**Task statement**
Keep every word of the entries and print them exactly; the pictures stay out.

☆ ☆ ☆ ☆ ☆ ☆ ☆

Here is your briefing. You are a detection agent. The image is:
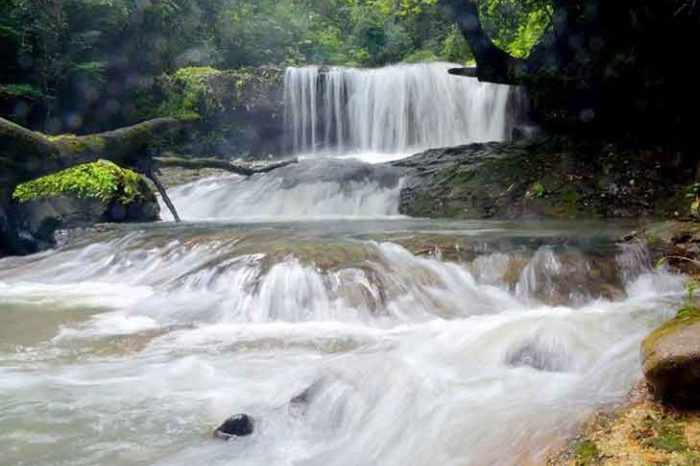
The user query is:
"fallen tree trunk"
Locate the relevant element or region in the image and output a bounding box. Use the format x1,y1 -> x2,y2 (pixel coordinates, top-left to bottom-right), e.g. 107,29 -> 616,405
0,115 -> 195,186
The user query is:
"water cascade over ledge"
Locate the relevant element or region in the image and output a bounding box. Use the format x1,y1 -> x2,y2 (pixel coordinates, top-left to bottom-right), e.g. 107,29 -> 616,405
284,62 -> 516,157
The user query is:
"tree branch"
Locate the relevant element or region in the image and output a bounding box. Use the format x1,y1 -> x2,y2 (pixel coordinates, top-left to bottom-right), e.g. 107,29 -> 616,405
147,168 -> 181,223
154,154 -> 298,176
443,0 -> 527,84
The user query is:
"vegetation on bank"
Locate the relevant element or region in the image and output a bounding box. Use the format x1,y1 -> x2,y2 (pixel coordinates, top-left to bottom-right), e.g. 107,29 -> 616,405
548,387 -> 700,466
155,66 -> 282,118
13,160 -> 152,205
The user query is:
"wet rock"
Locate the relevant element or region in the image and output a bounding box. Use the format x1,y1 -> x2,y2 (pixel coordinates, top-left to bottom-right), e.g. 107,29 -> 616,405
290,379 -> 327,406
506,337 -> 569,372
642,313 -> 700,408
15,194 -> 159,250
390,137 -> 688,220
214,414 -> 254,440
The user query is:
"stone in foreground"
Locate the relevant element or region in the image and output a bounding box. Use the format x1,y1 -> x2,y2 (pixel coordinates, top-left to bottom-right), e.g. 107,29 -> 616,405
214,414 -> 254,440
642,313 -> 700,408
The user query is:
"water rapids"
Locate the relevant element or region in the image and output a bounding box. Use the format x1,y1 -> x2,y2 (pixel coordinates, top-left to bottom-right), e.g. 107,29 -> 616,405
0,220 -> 686,466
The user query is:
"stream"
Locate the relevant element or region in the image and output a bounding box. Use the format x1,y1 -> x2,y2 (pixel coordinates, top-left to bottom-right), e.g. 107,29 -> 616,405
0,63 -> 688,466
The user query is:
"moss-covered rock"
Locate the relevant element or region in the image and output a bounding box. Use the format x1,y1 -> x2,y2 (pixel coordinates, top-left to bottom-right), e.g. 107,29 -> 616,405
642,312 -> 700,408
13,160 -> 153,205
393,137 -> 692,220
11,160 -> 159,250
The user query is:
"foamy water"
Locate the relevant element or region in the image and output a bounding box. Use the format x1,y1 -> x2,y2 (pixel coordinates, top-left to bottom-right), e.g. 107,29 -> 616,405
0,221 -> 686,466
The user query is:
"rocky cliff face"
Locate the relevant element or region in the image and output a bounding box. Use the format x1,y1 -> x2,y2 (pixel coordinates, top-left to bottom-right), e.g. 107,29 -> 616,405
157,66 -> 286,159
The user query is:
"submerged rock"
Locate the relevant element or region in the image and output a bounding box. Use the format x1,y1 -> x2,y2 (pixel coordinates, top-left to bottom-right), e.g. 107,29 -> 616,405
214,414 -> 254,440
642,312 -> 700,408
506,336 -> 569,372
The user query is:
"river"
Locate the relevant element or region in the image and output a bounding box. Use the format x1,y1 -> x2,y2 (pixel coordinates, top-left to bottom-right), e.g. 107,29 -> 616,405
0,63 -> 687,466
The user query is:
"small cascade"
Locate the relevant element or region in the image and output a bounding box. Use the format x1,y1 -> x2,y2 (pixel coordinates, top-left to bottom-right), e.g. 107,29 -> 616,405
284,63 -> 517,156
160,159 -> 403,221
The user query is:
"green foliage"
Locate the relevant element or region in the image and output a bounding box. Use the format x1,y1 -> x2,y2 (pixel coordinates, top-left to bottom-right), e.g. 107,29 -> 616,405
156,66 -> 222,117
440,25 -> 474,65
13,160 -> 150,205
526,181 -> 546,199
402,49 -> 440,64
478,0 -> 553,58
1,83 -> 42,99
0,0 -> 549,130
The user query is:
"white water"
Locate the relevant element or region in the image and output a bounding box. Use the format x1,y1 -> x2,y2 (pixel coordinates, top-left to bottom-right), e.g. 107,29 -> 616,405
284,63 -> 514,157
0,62 -> 683,466
160,159 -> 403,221
0,222 -> 687,466
159,63 -> 518,222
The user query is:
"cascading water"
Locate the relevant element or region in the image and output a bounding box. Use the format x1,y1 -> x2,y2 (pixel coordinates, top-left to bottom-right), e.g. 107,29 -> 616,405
158,62 -> 521,222
284,62 -> 515,157
0,61 -> 679,466
0,221 -> 686,466
160,159 -> 403,221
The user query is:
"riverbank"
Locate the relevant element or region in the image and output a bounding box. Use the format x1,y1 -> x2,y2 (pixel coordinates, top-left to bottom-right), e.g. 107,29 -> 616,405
548,382 -> 700,466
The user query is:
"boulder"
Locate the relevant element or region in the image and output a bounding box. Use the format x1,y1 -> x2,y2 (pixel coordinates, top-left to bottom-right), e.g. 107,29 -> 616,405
214,414 -> 254,440
11,160 -> 160,252
642,312 -> 700,408
391,137 -> 689,220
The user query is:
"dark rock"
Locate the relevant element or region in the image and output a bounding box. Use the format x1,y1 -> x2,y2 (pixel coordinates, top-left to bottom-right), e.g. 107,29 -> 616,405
214,414 -> 254,440
15,195 -> 159,250
642,313 -> 700,408
506,337 -> 569,372
290,379 -> 327,406
161,67 -> 287,160
389,137 -> 689,220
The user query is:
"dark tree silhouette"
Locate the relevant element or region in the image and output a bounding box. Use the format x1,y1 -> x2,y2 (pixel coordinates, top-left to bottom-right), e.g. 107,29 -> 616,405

☆ ☆ ☆ ☆ ☆ ☆ ☆

**Result for this task**
Here is your briefing. You are a detection agent. The image is:
The user query is:
"fallen tree trunk"
Locate the relevant element or region in the image and output a bounding box. Use the format x1,y1 -> x2,y2 (pixel coordinates, top-left to bottom-right), e.g. 107,29 -> 616,405
0,115 -> 195,186
The user query is:
"water cascade over ledge"
Locate the relevant element or region in the image and output a bounding box. Use the format x1,y1 -> x2,y2 (pixel coordinates, top-left to bottom-right), e.g. 107,29 -> 616,405
284,62 -> 516,157
The user query is:
"tree branch"
Locate the relevant element or region in the image and output a bounding box. Use the format x1,y1 -> x2,y2 (pixel coordinates, top-left to bottom-right), e.g. 107,29 -> 616,405
147,168 -> 181,223
154,154 -> 298,176
443,0 -> 527,84
The user query is:
"vegetation on bank"
Locate the relevant element or region in the image and output a bounding box. Use the format x1,y1 -> x2,y2 (pixel coordinates, top-left to bottom-right), e.g. 107,29 -> 616,405
548,387 -> 700,466
155,66 -> 282,118
13,160 -> 152,205
The user query is:
"wet rock"
Locate the relevant element or region in the image and output a bounding box. Use the format x1,y1 -> x2,y2 (pixel coordinates, top-left to bottom-right), e.g. 107,29 -> 616,405
290,379 -> 327,406
506,337 -> 569,372
642,313 -> 700,408
15,194 -> 159,250
390,137 -> 688,220
214,414 -> 254,440
The user query is:
"stone in foreground"
Locate the relevant element or region in the image and output a bounding box. Use the format x1,y1 -> x2,y2 (pixel coordinates, top-left to bottom-right), e.g. 107,29 -> 616,405
214,414 -> 254,440
642,313 -> 700,408
The user query is:
"water rapids"
Locate the relevant element or region in the image and output a bounding box. Use the format x1,y1 -> x2,y2 (pixel coordinates, top-left to bottom-right), e.g. 107,29 -> 616,405
0,220 -> 686,466
The user query is:
"stream"
Locate the relevant element or region in the image and output a bounding box. Use the format x1,y1 -> x2,y2 (pixel coordinates, top-left to bottom-right), e.g. 107,29 -> 616,405
0,63 -> 688,466
The user query is:
"moss-covered rock"
Locate the relevant element or region in the image and output a bounding box. Use the format x1,y1 -> x2,y2 (pixel coordinates, top-left to bottom-right), e.g. 107,29 -> 616,405
642,312 -> 700,408
13,160 -> 153,205
393,137 -> 692,220
11,160 -> 159,250
The user query is:
"foamy water"
Locate the relevant element or region in the image and output a bounding box. Use the format x1,y1 -> x2,y2 (pixel coordinates, top-left to bottom-right), e.g. 107,29 -> 616,405
0,221 -> 686,466
The user query is:
"rocky cliff face"
Locate the relevant element or region in the image and output a bounding box. Use the format x1,y1 -> x2,y2 (pixel coordinates, top-left to bottom-right), e.g. 107,29 -> 616,405
157,66 -> 286,159
The user query is:
"submerged rock"
Locate the relevant element or region in the image and output a bounding box. Use the format x1,y1 -> x2,y2 (pixel coordinates, top-left to bottom-right), e.g. 107,29 -> 616,405
214,414 -> 254,440
642,312 -> 700,408
506,336 -> 569,372
The user query is:
"river"
Locate the relevant element or region in the image and output a bounding box. Use the format x1,y1 -> x2,y2 (pixel coordinates, top-left to bottom-right), e.g. 107,29 -> 616,405
0,63 -> 687,466
The user query is:
"small cascade"
Locate the relevant element or region in the image and output a bounding box. Use the format x1,y1 -> x2,y2 (pixel coordinates, top-left to bottom-right), e.g. 107,29 -> 616,405
284,63 -> 517,156
160,159 -> 403,221
The user query is:
"green foliage"
Locate the relevant element or region in the image and output a bounding box. Use the format x1,y1 -> x2,y2 (pixel coordinates, top-left to bottom-right), e.g. 107,29 -> 616,405
156,66 -> 222,117
440,25 -> 474,65
13,160 -> 150,205
526,181 -> 546,199
402,49 -> 440,64
478,0 -> 553,58
1,83 -> 42,99
0,0 -> 549,130
The user query is:
"white water"
Locate the relevant element or region in the image and output a bounding box. Use the format x1,y1 -> x2,y2 (pixel coordinates, top-left to bottom-right), e.g. 107,29 -> 616,405
284,63 -> 514,157
0,62 -> 683,466
160,159 -> 403,221
0,222 -> 687,466
159,63 -> 518,222
The user query is:
"cascading water"
Locate the relevant element or region in the image and output a bounding box. Use the format x1,y1 -> x2,y2 (pixel coordinates, top-left to bottom-right), e.g. 107,29 -> 616,405
158,62 -> 521,222
284,62 -> 515,157
0,61 -> 679,466
0,221 -> 686,466
160,159 -> 403,221
The user query is:
"riverbank"
Locate the relevant element or region in the image and output a bounding box. Use the format x1,y1 -> x2,y2 (pixel coordinates, top-left to bottom-right), e.g. 107,29 -> 616,405
548,382 -> 700,466
The user query is:
"boulder"
Locate the relevant element or region in the image and output a bounding box. Use the format x1,y1 -> x2,y2 (pixel coordinates, top-left to bottom-right), e.g. 107,29 -> 616,405
214,414 -> 254,440
11,160 -> 160,252
642,312 -> 700,408
391,137 -> 689,220
The user query is:
"dark rock"
Locate the relevant element or region in the image and output a bounding box. Use the format x1,y1 -> x2,y2 (pixel coordinates, top-left to bottom-right), e.g. 107,29 -> 616,405
214,414 -> 254,440
15,195 -> 159,250
642,313 -> 700,408
506,337 -> 569,372
290,379 -> 327,406
161,67 -> 287,160
389,137 -> 689,220
The user query is:
"dark tree silhouette"
Locate the relevant element or region in the image and output a bounding box. Use the format x1,y1 -> x2,y2 (pixel coordinates, top-left to bottom-right), e.g. 107,29 -> 616,405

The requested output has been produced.